- Exercise objective
Going down the data below, set down exactly the line with "Target: arch column" and each line after it through the line with "Locate the hazy"; no other lines.

- Data in this exercise
>>>

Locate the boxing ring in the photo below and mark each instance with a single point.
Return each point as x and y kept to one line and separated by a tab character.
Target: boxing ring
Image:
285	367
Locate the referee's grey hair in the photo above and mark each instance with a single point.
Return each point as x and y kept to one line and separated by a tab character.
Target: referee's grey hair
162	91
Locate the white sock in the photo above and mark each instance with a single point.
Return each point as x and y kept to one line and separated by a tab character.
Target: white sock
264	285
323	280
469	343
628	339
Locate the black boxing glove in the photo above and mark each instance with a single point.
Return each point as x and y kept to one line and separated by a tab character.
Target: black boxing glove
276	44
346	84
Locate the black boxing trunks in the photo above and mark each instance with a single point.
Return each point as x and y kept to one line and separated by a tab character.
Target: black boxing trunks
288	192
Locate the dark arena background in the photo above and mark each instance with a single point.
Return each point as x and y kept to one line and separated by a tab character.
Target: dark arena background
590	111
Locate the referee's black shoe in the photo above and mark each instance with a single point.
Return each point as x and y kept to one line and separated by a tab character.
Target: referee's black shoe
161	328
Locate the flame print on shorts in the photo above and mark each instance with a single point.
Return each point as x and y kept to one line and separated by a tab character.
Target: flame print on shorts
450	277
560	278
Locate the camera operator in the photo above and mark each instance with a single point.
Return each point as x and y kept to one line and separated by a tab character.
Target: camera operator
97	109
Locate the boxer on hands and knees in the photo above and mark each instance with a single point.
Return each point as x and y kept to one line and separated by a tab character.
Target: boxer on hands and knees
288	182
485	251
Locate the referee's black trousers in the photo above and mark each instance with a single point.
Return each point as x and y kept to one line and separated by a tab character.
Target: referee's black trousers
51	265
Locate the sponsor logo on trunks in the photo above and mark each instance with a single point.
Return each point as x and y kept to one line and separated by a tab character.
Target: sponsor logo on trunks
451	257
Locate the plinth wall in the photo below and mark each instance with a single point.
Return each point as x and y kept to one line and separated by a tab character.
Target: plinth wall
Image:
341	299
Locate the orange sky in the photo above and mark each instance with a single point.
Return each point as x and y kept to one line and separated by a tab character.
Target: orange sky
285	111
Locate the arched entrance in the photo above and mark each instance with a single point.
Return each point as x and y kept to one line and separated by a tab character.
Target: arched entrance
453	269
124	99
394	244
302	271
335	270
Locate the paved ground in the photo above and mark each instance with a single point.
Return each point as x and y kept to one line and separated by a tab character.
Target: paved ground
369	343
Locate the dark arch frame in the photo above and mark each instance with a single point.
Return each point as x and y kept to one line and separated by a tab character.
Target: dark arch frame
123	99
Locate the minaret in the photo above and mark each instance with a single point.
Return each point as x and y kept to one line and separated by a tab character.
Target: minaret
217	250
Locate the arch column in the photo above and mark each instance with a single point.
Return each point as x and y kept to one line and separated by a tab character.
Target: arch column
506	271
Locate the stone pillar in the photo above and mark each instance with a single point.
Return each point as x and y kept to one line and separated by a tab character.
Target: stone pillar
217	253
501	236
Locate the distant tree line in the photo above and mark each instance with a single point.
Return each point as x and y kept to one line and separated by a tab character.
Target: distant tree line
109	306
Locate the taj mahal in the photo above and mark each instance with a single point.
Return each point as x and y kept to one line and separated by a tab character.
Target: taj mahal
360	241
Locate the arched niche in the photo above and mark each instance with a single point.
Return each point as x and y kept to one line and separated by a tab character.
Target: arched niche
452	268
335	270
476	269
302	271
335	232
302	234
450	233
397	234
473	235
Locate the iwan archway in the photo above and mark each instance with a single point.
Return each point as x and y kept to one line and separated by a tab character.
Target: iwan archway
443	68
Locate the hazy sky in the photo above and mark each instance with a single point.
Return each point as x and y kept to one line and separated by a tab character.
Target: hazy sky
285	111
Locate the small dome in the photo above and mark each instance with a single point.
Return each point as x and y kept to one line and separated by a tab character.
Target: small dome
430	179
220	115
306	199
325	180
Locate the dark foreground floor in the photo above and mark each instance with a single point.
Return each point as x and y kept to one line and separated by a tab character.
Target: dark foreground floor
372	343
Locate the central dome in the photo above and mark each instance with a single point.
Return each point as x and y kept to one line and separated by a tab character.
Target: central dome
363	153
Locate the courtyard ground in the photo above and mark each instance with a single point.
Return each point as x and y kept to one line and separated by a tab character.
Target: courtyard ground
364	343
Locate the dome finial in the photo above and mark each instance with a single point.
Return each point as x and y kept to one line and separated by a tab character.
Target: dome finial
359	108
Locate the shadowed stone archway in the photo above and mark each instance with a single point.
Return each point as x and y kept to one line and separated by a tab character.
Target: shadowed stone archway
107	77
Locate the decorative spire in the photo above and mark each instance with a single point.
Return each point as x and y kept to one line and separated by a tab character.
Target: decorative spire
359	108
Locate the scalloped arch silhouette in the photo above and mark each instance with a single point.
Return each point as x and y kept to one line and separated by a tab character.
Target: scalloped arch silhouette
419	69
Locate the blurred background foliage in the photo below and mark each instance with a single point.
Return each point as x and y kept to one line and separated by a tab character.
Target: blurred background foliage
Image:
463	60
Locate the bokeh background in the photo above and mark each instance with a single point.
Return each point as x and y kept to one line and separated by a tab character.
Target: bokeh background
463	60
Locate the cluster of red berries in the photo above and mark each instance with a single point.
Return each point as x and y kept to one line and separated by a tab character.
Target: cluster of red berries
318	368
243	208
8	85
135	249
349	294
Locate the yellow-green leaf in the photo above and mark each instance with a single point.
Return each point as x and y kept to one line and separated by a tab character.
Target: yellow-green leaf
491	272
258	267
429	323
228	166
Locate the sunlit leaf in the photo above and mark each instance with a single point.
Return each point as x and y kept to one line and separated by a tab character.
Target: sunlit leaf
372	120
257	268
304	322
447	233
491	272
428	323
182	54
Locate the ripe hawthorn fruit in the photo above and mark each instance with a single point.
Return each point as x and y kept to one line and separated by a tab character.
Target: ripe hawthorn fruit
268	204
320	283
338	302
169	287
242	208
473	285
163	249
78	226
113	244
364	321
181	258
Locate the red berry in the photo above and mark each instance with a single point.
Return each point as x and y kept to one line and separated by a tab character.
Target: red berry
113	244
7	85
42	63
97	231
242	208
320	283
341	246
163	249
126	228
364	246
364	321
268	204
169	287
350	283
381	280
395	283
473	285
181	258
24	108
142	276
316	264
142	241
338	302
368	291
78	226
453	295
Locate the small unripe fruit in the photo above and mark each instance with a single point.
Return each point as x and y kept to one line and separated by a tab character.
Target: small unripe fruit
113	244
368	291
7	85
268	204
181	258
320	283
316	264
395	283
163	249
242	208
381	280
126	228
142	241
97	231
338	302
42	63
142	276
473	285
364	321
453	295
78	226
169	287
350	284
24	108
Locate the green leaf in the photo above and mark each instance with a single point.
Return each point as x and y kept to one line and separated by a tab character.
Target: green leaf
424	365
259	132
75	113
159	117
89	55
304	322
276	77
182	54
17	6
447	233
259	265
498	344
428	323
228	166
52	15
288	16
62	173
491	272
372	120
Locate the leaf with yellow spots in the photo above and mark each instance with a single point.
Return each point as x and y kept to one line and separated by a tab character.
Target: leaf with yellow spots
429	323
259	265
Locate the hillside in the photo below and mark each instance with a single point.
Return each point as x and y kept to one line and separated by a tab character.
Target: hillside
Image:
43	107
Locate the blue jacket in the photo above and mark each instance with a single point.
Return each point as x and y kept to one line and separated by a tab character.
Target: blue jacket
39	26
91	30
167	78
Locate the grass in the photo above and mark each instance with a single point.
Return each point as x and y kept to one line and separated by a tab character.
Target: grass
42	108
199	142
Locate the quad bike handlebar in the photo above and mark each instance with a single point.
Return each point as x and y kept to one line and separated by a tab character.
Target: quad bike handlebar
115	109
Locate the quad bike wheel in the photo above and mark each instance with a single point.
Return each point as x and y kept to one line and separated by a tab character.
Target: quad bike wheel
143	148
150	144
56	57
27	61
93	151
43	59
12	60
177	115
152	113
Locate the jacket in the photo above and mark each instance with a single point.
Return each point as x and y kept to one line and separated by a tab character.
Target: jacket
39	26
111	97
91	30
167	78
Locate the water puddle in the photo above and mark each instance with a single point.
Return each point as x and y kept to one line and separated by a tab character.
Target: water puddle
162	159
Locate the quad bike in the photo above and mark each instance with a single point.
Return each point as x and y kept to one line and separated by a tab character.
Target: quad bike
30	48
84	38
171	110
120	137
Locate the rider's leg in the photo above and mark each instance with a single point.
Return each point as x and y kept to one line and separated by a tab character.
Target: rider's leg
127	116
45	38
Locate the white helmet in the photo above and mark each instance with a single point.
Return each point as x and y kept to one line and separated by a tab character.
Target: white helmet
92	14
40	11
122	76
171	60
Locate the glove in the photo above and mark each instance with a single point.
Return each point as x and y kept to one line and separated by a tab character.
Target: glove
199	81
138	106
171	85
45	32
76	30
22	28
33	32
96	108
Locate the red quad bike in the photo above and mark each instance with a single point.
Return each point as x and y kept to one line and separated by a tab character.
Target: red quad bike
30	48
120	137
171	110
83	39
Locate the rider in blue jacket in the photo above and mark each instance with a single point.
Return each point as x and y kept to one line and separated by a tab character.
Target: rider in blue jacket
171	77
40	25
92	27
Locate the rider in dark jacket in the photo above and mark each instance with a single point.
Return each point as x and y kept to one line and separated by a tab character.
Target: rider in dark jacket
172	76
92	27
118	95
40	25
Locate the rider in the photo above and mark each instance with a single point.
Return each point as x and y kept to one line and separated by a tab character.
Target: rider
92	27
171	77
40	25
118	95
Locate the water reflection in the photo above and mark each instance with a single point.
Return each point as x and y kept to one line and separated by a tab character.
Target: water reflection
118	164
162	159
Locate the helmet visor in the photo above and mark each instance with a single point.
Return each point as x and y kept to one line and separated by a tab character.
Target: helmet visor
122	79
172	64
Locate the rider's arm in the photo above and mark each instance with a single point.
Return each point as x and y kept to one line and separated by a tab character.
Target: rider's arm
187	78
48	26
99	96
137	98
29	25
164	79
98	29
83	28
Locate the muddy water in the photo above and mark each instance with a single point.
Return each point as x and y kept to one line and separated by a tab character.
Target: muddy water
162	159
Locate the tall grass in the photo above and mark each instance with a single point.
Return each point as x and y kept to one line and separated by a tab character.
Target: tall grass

<<<

- Solution for this task
Target: arch column
506	271
Locate the stone pillar in the photo above and mark each instance with a single point.
Return each point as x and y kept to one line and separated by a tab character.
Target: stone pillar
217	253
501	236
Locate the distant tree line in the photo above and mark each instance with a single point.
Return each point as x and y kept to one line and separated by a tab character.
Target: distant tree line
109	306
Locate the taj mahal in the photo above and mark each instance with a single point.
Return each point as x and y kept to one line and separated by a tab character.
Target: taj mahal
360	241
Locate the arched niche in the photo above and mark each instance with a single point.
Return each point as x and y kept to one line and separated by a tab character.
Target: arched niche
452	268
335	270
476	269
302	271
335	232
302	234
450	233
397	234
473	235
Locate the iwan archway in the photo above and mark each instance with a single point.
Return each point as x and y kept to one line and separated by a tab character.
Target: iwan archway
443	68
Locate the hazy sky in the photo above and mark each instance with a single point.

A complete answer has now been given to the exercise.